#### Task requirements:
For this exercise, print all of the entries exactly as given.

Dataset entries
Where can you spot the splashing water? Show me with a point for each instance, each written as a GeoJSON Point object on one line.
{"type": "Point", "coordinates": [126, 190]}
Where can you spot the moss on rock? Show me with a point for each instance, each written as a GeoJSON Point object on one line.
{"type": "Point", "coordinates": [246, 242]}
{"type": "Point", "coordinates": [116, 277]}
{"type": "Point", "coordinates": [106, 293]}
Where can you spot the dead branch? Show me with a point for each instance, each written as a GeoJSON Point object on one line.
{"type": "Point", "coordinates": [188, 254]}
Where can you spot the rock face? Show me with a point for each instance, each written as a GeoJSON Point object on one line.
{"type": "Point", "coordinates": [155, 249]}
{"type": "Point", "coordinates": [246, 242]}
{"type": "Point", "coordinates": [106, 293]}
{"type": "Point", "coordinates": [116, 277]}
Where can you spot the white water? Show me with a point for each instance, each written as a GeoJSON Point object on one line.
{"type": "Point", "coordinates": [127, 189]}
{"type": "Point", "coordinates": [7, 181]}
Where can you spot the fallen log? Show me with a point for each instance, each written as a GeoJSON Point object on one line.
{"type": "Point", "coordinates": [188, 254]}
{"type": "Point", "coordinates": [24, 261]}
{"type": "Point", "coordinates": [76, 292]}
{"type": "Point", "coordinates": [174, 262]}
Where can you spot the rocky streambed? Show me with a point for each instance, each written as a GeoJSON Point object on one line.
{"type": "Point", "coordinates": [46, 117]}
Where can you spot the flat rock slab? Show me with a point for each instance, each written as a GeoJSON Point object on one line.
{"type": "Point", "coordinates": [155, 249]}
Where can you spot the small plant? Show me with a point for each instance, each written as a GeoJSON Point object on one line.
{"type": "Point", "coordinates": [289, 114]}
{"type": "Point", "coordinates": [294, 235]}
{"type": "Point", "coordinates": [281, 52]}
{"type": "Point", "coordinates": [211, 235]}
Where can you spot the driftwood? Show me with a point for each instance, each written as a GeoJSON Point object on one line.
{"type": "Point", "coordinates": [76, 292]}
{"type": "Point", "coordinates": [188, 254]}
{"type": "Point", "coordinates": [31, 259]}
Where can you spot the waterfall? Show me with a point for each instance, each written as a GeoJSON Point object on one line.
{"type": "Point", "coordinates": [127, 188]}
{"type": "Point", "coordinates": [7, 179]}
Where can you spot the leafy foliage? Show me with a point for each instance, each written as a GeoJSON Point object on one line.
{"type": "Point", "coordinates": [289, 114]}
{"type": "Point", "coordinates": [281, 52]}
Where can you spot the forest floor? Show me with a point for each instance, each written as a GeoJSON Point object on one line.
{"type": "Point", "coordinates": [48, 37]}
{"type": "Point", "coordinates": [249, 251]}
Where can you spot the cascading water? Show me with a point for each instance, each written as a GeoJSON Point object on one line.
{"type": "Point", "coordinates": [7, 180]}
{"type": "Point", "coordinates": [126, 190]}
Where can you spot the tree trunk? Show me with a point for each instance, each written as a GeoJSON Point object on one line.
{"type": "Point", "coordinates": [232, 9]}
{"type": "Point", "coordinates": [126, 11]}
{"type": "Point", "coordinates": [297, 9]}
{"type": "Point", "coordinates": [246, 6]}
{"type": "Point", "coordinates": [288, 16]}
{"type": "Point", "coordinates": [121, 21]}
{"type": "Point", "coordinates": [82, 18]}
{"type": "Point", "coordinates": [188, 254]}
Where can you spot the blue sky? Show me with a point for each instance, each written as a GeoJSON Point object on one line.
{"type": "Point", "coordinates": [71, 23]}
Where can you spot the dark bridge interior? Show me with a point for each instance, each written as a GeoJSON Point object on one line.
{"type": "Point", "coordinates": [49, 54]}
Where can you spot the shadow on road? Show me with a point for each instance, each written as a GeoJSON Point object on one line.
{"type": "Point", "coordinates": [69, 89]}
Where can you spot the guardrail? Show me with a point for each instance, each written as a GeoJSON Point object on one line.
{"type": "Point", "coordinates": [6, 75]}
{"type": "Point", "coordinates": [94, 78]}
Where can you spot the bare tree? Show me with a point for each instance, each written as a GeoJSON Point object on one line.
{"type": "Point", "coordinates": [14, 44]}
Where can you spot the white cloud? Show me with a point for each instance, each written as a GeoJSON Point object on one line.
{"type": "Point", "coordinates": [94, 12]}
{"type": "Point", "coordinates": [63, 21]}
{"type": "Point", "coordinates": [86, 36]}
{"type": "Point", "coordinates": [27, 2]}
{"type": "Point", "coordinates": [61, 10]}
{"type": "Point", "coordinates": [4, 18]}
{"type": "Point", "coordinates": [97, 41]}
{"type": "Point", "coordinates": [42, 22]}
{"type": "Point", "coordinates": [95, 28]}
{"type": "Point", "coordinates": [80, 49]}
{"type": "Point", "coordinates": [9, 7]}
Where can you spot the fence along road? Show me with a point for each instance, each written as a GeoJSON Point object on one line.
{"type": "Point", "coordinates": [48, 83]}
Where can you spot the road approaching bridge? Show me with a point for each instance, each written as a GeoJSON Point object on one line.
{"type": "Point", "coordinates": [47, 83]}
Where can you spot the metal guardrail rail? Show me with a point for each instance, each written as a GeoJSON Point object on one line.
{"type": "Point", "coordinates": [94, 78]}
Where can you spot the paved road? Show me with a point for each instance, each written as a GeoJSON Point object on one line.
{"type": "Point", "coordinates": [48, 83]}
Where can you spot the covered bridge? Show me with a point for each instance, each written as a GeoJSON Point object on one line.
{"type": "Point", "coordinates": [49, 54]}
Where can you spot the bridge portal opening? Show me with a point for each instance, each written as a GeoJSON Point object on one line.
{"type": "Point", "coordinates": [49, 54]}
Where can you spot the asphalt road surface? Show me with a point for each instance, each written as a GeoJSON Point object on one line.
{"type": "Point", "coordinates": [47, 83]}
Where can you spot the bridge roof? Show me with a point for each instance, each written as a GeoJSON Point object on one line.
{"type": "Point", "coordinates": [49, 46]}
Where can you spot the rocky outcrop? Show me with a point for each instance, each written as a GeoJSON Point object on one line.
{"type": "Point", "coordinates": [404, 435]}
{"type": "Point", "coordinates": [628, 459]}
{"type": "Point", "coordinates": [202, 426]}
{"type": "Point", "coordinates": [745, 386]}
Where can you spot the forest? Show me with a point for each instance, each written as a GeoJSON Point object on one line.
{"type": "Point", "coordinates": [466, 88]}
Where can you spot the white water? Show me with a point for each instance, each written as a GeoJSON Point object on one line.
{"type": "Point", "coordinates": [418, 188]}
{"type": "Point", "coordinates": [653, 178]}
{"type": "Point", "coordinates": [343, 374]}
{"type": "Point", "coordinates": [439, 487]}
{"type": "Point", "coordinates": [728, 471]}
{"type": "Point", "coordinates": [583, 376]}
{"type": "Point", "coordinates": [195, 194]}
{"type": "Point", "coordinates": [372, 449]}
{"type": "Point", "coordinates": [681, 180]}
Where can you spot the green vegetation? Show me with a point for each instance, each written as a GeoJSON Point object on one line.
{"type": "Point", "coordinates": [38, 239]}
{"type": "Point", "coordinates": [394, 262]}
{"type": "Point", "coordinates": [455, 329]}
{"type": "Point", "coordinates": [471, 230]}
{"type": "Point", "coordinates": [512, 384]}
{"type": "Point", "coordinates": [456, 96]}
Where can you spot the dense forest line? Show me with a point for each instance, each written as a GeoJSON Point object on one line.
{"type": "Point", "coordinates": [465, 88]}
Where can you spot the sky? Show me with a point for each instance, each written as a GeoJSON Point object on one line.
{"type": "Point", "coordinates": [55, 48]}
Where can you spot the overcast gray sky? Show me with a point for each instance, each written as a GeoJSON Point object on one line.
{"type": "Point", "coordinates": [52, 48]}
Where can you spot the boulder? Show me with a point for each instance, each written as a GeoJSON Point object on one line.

#### Your solution:
Where can you spot the splashing water? Show me with a point for each instance, each written as a GeoJSON Point object on one line.
{"type": "Point", "coordinates": [126, 190]}
Where can you spot the moss on rock? Show me with a point for each instance, each written as a GeoJSON Point object on one line.
{"type": "Point", "coordinates": [246, 242]}
{"type": "Point", "coordinates": [116, 277]}
{"type": "Point", "coordinates": [106, 293]}
Where can you spot the dead branch? Show me with a point for each instance, each written as a GeoJSON Point object on one line.
{"type": "Point", "coordinates": [188, 254]}
Where can you spot the rock face? Show me with a point for each instance, each written as a GeoJSON Point object on one line.
{"type": "Point", "coordinates": [155, 249]}
{"type": "Point", "coordinates": [246, 242]}
{"type": "Point", "coordinates": [106, 293]}
{"type": "Point", "coordinates": [116, 277]}
Where can you spot the white water? Show me with a point for each instance, each written as a GeoJSON Point object on one line.
{"type": "Point", "coordinates": [127, 189]}
{"type": "Point", "coordinates": [7, 181]}
Where can you spot the fallen log? Show me with a point for each instance, each written as a GeoJSON Point object on one line.
{"type": "Point", "coordinates": [188, 254]}
{"type": "Point", "coordinates": [24, 261]}
{"type": "Point", "coordinates": [76, 292]}
{"type": "Point", "coordinates": [174, 262]}
Where can you spot the rocky streambed? Show me with a point for each instance, each written as a GeoJSON Point object on one line.
{"type": "Point", "coordinates": [46, 117]}
Where can you spot the flat rock slab? Show me with a point for each instance, each written as a GeoJSON Point object on one line.
{"type": "Point", "coordinates": [155, 249]}
Where can you spot the small plant? Show me with a point for each instance, each written as a GeoJSON Point object on one line.
{"type": "Point", "coordinates": [289, 114]}
{"type": "Point", "coordinates": [294, 235]}
{"type": "Point", "coordinates": [281, 52]}
{"type": "Point", "coordinates": [211, 235]}
Where can you spot the driftwood? Show me with a point for each instance, each written as a GeoJSON Point object on one line.
{"type": "Point", "coordinates": [76, 292]}
{"type": "Point", "coordinates": [188, 254]}
{"type": "Point", "coordinates": [31, 259]}
Where can you spot the waterfall? Show me with a point for each instance, each written as a GeoJSON Point object on one line.
{"type": "Point", "coordinates": [127, 188]}
{"type": "Point", "coordinates": [7, 179]}
Where can you spot the leafy foliage? Show me with a point for each instance, each written as a GeoJSON Point object on one line.
{"type": "Point", "coordinates": [289, 114]}
{"type": "Point", "coordinates": [281, 52]}
Where can you spot the forest floor? Show me with a point for each instance, each written as a GeoJSON Point object on one line.
{"type": "Point", "coordinates": [48, 37]}
{"type": "Point", "coordinates": [249, 251]}
Where can you spot the cascading water? Show me with a point for each instance, each written as a GeoJSON Point object on one line.
{"type": "Point", "coordinates": [7, 180]}
{"type": "Point", "coordinates": [126, 190]}
Where can you spot the tree trunk? Show me with a point for each instance, each written as a GeoJSON Point object on one line.
{"type": "Point", "coordinates": [232, 9]}
{"type": "Point", "coordinates": [126, 11]}
{"type": "Point", "coordinates": [297, 9]}
{"type": "Point", "coordinates": [246, 6]}
{"type": "Point", "coordinates": [288, 16]}
{"type": "Point", "coordinates": [121, 21]}
{"type": "Point", "coordinates": [82, 18]}
{"type": "Point", "coordinates": [188, 254]}
Where can you spot the blue sky? Show me with a point for each instance, each written as a GeoJSON Point object on one line.
{"type": "Point", "coordinates": [71, 23]}
Where can you spot the dark bridge interior? Show me with a point for each instance, each written as a GeoJSON Point object on one line.
{"type": "Point", "coordinates": [49, 54]}
Where can you spot the shadow on road? Show me with a point for each instance, each written as a GeoJSON Point object on one line.
{"type": "Point", "coordinates": [69, 89]}
Where can you spot the guardrail? Show me with a point for each instance, each written as a GeoJSON Point object on one line.
{"type": "Point", "coordinates": [6, 75]}
{"type": "Point", "coordinates": [94, 78]}
Where can you spot the bare tree? Show me with a point for each instance, each written as a GeoJSON Point object on one line.
{"type": "Point", "coordinates": [14, 44]}
Where can you spot the white cloud? Show me with a point for each instance, each written as a GeoJSON Point object on one line.
{"type": "Point", "coordinates": [94, 12]}
{"type": "Point", "coordinates": [63, 21]}
{"type": "Point", "coordinates": [86, 36]}
{"type": "Point", "coordinates": [27, 2]}
{"type": "Point", "coordinates": [61, 10]}
{"type": "Point", "coordinates": [4, 18]}
{"type": "Point", "coordinates": [97, 41]}
{"type": "Point", "coordinates": [42, 22]}
{"type": "Point", "coordinates": [95, 28]}
{"type": "Point", "coordinates": [80, 49]}
{"type": "Point", "coordinates": [9, 7]}
Where can you spot the fence along road? Show me with a point for each instance, each written as a GeoJSON Point object on one line.
{"type": "Point", "coordinates": [48, 83]}
Where can you spot the road approaching bridge? Show me with a point for each instance, each written as a GeoJSON Point object on one line.
{"type": "Point", "coordinates": [47, 83]}
Where can you spot the metal guardrail rail? Show me with a point for each instance, each written as a GeoJSON Point object on one line.
{"type": "Point", "coordinates": [94, 78]}
Where can you spot the paved road? Show me with a point for each instance, each written as a GeoJSON Point object on one line.
{"type": "Point", "coordinates": [48, 83]}
Where can you spot the covered bridge? Show me with a point for each instance, each written as a GeoJSON Point object on one line.
{"type": "Point", "coordinates": [49, 54]}
Where can you spot the bridge portal opening? Show me with a point for each instance, each written as a GeoJSON Point object on one line.
{"type": "Point", "coordinates": [49, 54]}
Where can you spot the asphalt road surface? Show me with a point for each instance, each written as a GeoJSON Point object on one line.
{"type": "Point", "coordinates": [47, 83]}
Where can you spot the bridge roof? Show me with a point for each instance, each written as a GeoJSON Point object on one line.
{"type": "Point", "coordinates": [49, 46]}
Where can you spot the rocky outcrop? Show me with a point for each instance, each written as a GeoJSON Point object on one line.
{"type": "Point", "coordinates": [404, 435]}
{"type": "Point", "coordinates": [628, 459]}
{"type": "Point", "coordinates": [202, 426]}
{"type": "Point", "coordinates": [745, 386]}
Where can you spot the forest? Show me with a point for each instance, each written as a GeoJSON Point object on one line.
{"type": "Point", "coordinates": [466, 88]}
Where can you spot the white water? Show me with a point for each instance, each written as a GeoJSON Point object on one line.
{"type": "Point", "coordinates": [418, 188]}
{"type": "Point", "coordinates": [653, 178]}
{"type": "Point", "coordinates": [343, 374]}
{"type": "Point", "coordinates": [439, 487]}
{"type": "Point", "coordinates": [728, 471]}
{"type": "Point", "coordinates": [583, 376]}
{"type": "Point", "coordinates": [195, 194]}
{"type": "Point", "coordinates": [372, 449]}
{"type": "Point", "coordinates": [681, 180]}
Where can you spot the green vegetation? Show me with a point for each instance, each written as a GeoJSON Point object on one line.
{"type": "Point", "coordinates": [38, 239]}
{"type": "Point", "coordinates": [394, 262]}
{"type": "Point", "coordinates": [455, 329]}
{"type": "Point", "coordinates": [471, 230]}
{"type": "Point", "coordinates": [512, 384]}
{"type": "Point", "coordinates": [456, 96]}
Where can you spot the dense forest line? Show me with a point for each instance, each written as a GeoJSON Point object on one line.
{"type": "Point", "coordinates": [465, 88]}
Where can you spot the sky? Show me with a point for each instance, each written as a GeoJSON Point object on one line.
{"type": "Point", "coordinates": [55, 48]}
Where can you spot the overcast gray sky? Show me with a point for each instance, each written as a GeoJSON Point object on one line.
{"type": "Point", "coordinates": [52, 48]}
Where can you spot the boulder? Show me with a point for each instance, each written as a GeoJSON Point object on one line.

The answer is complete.